» SET TASK
Copy the items below word for word, starting with the line that contains "Question. In the picture above, identify the yellow petal" and continuing through the line that contains "[(333, 158)]", including both of those lines.
=-=-=-=-=
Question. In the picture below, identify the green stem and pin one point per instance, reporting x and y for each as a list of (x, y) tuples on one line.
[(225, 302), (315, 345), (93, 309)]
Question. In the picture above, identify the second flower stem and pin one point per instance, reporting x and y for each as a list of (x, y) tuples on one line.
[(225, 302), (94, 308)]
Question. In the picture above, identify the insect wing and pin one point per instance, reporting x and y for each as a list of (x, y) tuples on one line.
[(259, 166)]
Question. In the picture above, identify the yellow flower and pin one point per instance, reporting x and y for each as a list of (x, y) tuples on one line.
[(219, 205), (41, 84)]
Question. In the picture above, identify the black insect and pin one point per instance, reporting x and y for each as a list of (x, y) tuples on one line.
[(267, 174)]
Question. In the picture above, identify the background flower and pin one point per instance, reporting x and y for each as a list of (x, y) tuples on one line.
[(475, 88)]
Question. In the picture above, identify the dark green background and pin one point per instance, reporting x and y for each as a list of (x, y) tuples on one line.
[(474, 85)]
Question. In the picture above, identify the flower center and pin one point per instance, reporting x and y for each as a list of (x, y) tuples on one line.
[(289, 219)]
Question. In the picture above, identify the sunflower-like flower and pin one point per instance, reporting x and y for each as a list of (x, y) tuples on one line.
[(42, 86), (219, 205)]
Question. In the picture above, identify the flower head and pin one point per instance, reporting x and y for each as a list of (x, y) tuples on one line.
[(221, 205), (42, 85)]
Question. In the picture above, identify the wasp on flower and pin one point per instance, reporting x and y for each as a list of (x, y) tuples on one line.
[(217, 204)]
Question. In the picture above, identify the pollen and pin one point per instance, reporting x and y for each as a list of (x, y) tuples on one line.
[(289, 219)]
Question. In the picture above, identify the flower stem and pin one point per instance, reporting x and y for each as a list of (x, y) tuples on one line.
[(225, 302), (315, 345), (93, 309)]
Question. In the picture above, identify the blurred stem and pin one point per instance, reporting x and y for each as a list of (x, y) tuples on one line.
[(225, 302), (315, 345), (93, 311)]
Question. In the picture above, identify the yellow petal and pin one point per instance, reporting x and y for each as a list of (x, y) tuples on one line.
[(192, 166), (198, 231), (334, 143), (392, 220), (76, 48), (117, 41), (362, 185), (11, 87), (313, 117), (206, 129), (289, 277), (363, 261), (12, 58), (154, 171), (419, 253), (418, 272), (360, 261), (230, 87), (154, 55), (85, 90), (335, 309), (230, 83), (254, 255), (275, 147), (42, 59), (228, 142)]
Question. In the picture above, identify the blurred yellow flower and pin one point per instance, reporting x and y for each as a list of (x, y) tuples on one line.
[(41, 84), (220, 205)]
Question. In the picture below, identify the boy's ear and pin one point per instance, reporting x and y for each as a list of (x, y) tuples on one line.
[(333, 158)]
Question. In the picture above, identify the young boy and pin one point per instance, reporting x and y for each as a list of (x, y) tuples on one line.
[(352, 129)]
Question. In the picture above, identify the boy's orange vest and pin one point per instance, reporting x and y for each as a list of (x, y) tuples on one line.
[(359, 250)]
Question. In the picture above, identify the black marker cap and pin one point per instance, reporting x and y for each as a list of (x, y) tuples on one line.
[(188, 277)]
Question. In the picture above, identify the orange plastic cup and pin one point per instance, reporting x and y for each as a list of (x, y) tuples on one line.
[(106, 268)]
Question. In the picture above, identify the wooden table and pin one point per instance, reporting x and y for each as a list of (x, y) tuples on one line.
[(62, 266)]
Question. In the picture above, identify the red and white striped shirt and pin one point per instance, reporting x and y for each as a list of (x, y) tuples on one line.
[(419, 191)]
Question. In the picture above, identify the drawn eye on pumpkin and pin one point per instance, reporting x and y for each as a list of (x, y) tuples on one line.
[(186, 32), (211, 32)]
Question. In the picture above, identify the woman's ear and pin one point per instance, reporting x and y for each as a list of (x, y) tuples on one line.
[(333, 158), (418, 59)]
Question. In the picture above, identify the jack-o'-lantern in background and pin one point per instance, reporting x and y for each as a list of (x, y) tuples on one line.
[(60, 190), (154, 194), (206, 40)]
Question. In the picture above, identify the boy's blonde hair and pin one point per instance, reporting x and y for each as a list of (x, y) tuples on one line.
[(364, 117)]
=-=-=-=-=
» WRITTEN REPLY
Question. In the picture above, identify the yellow petal and pin one point per instance, reporting x and y for each as a list of (x, y) tuples on one line.
[(192, 166), (198, 231), (334, 143), (392, 220), (76, 48), (117, 41), (362, 185), (11, 87), (313, 117), (206, 129), (289, 277), (363, 261), (12, 58), (154, 171), (419, 253), (418, 272), (360, 261), (230, 87), (154, 55), (85, 90), (335, 309), (230, 83), (254, 255), (275, 147), (42, 59), (228, 142)]
Question. In the picture above, identify the blurred yellow flower and pin one point per instance, reporting x and y for each as a list of (x, y) tuples on one line.
[(41, 84), (220, 205)]
Question. In the picture below, identify the boy's ear and pin one point per instance, reporting x and y for each as a list of (x, y) tuples on one line.
[(333, 158)]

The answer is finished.